## AIM
Extract every line from the entries below that contains the string "twig". Case counts.

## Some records

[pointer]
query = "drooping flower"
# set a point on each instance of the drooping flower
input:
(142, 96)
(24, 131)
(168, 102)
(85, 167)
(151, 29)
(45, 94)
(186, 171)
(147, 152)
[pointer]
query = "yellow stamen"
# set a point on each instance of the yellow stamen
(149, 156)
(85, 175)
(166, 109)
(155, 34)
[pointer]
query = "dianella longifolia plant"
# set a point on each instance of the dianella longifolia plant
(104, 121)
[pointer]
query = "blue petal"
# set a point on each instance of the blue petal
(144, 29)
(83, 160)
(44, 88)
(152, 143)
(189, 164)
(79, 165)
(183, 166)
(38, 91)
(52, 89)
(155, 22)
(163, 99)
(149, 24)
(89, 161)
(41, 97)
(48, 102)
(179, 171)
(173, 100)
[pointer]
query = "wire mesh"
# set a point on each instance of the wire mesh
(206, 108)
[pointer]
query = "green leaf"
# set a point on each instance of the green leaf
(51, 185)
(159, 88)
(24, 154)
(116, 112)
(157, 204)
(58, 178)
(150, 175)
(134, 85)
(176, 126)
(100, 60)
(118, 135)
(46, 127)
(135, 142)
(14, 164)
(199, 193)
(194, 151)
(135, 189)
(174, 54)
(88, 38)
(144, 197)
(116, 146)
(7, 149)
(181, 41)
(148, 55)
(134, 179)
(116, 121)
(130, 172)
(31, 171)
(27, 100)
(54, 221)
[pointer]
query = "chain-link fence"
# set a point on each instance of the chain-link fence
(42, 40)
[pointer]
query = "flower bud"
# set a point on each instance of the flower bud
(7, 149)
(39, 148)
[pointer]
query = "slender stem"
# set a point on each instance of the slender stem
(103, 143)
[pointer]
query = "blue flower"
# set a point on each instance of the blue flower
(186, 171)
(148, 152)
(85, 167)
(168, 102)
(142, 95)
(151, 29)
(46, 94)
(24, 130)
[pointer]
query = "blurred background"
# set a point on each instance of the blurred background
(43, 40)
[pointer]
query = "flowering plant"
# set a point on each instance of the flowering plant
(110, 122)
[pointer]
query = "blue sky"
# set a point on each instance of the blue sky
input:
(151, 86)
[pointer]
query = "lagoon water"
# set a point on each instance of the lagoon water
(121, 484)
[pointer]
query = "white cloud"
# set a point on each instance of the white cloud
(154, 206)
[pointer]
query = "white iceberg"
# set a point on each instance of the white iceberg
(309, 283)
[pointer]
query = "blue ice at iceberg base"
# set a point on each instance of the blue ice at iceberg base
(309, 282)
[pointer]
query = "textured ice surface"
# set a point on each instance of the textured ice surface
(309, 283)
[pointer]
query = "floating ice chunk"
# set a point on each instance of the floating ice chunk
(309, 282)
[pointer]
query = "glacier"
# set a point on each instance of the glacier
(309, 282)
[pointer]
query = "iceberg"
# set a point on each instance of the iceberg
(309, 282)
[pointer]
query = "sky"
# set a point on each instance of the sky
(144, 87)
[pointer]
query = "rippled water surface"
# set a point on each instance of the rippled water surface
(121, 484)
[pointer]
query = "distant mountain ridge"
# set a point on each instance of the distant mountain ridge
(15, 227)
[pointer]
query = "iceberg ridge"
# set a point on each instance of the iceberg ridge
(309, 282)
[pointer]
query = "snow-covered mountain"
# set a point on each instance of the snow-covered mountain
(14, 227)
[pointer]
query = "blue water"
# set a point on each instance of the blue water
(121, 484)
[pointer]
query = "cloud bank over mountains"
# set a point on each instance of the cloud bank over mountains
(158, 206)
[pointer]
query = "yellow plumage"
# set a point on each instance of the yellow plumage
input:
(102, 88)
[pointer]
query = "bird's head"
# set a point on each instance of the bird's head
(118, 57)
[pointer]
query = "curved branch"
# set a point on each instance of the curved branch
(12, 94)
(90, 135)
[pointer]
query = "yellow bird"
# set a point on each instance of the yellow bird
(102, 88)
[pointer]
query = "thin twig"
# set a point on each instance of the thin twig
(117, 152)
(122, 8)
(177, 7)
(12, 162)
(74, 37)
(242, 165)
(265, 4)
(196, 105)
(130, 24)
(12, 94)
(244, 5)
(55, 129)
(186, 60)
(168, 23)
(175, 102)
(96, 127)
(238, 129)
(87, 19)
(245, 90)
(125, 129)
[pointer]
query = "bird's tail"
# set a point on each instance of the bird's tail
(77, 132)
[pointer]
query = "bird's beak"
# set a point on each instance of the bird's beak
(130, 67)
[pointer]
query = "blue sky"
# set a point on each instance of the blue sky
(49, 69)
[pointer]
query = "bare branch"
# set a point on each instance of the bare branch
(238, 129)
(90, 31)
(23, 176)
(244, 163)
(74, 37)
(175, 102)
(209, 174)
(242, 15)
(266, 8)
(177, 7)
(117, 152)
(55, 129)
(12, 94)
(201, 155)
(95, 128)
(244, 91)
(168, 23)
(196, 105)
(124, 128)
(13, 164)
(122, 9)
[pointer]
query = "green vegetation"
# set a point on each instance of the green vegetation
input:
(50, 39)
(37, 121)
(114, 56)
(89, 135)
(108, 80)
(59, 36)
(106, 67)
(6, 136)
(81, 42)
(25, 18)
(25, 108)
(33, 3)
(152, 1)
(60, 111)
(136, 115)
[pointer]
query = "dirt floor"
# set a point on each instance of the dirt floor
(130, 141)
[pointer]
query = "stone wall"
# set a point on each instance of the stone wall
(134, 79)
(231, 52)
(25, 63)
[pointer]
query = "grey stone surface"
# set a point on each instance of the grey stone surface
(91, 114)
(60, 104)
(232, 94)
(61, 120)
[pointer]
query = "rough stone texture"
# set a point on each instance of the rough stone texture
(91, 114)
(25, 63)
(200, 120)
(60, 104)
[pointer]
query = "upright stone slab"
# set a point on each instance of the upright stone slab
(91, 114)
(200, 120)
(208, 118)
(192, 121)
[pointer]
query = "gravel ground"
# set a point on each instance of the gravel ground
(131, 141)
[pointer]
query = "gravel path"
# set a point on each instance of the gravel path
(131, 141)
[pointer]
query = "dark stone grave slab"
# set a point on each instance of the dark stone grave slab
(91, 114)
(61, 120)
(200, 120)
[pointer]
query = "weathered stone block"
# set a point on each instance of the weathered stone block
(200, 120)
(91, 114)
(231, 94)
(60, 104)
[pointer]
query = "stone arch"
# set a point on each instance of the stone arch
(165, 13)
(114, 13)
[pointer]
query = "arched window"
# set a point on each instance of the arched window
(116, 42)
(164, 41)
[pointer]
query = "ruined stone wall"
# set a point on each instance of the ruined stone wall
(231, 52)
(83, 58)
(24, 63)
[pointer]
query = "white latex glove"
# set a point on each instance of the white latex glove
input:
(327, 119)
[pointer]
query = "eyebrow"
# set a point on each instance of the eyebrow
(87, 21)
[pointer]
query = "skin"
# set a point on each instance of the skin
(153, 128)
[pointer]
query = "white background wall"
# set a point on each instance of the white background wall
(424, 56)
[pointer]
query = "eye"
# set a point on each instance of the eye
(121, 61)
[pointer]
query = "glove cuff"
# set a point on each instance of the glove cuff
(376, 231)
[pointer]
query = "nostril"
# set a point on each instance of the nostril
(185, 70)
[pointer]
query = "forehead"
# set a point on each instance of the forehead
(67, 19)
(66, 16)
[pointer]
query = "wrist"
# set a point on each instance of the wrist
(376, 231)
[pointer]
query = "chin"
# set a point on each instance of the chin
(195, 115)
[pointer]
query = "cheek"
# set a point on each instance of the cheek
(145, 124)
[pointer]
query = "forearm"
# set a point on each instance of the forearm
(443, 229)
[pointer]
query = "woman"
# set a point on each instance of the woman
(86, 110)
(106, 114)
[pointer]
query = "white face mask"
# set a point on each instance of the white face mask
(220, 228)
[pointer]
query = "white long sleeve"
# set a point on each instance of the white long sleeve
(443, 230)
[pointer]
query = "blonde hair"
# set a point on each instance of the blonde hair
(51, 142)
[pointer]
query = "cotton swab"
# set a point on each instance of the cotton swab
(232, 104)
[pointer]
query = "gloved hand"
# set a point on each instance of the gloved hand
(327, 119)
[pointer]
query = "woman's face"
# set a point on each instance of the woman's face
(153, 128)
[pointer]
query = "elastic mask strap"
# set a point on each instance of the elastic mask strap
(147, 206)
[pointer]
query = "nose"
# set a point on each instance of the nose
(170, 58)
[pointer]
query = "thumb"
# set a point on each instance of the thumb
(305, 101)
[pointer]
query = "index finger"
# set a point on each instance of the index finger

## EXERCISE ANSWER
query = "thin twig"
# set a point on each instance of the thin twig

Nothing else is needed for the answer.